* **AIM OF THE EXERCISE**: Below are the records; count the lines that include the string "bicycle" and give only that number.

Stored data entries:
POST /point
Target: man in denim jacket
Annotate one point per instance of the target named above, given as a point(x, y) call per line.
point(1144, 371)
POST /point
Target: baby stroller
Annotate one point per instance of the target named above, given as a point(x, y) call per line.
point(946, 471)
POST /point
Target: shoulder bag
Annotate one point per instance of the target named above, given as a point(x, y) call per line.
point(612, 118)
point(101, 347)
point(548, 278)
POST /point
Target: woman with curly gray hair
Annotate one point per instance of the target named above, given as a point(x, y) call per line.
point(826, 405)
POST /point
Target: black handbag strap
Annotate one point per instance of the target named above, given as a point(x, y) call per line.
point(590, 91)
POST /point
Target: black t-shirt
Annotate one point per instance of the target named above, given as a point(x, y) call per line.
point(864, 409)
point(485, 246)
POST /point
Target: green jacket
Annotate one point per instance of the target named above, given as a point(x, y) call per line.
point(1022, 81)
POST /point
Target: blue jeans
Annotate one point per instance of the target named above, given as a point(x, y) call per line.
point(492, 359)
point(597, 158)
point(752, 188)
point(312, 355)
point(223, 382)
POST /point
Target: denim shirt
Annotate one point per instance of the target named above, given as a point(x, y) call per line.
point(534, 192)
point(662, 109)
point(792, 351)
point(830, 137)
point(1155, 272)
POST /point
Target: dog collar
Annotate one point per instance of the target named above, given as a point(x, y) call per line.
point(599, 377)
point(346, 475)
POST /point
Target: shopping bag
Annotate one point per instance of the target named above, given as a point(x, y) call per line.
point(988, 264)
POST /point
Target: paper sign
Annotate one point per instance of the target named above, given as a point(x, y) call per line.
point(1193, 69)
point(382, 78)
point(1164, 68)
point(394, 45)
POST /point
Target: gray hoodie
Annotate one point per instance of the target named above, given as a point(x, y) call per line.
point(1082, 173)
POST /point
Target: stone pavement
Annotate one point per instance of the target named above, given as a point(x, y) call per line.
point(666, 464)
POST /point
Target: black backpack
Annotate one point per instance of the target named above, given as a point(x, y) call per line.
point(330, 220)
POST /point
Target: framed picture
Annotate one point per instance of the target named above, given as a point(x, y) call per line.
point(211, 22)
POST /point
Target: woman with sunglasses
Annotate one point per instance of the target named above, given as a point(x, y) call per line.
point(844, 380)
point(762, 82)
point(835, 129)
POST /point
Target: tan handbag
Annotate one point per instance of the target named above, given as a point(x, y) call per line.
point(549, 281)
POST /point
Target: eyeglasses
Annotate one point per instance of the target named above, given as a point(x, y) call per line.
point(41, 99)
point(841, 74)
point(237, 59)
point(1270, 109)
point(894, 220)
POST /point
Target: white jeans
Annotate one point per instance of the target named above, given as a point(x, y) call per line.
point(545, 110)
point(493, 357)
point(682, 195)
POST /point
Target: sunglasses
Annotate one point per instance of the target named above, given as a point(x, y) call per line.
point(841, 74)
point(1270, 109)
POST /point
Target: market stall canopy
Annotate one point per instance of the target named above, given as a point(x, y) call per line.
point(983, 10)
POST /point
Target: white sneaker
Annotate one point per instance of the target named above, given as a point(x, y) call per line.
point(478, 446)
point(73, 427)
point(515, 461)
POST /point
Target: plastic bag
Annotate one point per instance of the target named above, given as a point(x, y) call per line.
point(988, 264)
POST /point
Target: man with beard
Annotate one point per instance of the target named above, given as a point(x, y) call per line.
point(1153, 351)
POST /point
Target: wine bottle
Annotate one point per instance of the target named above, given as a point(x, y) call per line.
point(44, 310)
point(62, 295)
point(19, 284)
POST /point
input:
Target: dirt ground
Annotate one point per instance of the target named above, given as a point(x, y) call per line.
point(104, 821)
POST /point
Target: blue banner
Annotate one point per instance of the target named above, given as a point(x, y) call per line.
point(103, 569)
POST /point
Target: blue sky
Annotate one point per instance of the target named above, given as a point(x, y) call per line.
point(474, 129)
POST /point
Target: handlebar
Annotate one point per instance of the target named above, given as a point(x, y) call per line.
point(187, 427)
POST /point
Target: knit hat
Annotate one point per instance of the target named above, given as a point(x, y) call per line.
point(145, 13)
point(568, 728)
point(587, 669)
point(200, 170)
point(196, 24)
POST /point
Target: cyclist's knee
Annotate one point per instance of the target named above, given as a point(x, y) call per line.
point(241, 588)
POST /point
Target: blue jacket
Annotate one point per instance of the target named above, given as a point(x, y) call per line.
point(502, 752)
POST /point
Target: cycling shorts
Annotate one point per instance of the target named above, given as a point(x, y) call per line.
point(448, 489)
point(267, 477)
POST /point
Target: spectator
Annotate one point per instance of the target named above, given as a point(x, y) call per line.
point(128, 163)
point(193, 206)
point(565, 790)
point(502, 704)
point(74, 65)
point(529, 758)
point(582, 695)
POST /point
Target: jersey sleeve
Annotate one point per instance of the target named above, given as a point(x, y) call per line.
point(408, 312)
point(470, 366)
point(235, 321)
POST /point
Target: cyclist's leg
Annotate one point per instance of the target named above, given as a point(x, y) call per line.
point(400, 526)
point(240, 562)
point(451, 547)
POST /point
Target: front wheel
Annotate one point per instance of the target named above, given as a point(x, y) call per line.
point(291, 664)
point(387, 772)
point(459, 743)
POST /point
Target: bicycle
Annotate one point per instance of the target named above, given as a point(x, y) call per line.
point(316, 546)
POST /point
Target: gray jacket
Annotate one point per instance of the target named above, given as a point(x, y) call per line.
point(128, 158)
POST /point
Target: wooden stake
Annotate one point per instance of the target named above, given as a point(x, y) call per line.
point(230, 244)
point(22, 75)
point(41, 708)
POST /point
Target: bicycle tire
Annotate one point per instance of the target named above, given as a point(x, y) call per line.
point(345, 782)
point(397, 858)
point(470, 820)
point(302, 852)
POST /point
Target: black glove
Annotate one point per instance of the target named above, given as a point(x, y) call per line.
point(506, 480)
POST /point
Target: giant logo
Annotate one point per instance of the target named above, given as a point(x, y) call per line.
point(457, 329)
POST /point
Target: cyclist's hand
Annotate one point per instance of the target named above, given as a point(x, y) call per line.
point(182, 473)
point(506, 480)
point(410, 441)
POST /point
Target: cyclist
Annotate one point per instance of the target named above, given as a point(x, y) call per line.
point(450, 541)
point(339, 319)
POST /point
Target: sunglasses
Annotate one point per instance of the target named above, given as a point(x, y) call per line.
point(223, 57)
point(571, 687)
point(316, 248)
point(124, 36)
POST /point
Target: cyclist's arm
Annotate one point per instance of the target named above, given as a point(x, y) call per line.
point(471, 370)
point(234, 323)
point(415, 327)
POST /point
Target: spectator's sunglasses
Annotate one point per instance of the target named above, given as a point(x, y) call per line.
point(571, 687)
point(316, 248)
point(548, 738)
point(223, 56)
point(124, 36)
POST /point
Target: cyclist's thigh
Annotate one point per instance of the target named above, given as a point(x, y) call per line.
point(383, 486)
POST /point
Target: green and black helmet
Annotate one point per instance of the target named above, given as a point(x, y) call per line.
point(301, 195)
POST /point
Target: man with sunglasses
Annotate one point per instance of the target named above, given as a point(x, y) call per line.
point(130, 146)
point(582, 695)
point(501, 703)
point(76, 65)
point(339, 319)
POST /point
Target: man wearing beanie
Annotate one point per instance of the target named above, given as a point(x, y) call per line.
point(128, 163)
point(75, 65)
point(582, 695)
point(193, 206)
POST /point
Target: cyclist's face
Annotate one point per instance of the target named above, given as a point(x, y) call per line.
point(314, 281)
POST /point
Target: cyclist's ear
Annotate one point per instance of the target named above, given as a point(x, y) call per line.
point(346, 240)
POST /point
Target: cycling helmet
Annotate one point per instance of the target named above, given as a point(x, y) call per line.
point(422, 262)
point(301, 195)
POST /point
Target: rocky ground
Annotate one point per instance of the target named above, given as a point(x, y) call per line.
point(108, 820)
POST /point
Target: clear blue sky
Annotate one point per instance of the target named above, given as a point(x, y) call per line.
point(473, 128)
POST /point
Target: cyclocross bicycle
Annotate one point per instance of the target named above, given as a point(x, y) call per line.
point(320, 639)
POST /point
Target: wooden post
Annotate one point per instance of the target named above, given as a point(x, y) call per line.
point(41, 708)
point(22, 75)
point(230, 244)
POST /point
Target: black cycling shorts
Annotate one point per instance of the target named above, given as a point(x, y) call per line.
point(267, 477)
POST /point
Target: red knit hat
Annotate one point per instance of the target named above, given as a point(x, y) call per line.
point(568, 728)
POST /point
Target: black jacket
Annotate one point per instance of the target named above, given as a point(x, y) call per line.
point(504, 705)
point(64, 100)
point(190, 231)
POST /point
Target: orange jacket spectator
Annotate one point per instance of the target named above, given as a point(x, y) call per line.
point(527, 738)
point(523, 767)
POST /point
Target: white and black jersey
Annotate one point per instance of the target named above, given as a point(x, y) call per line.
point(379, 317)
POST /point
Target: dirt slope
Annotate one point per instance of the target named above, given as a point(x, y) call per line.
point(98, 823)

* **SOLUTION TO THIS PROBLEM**: 3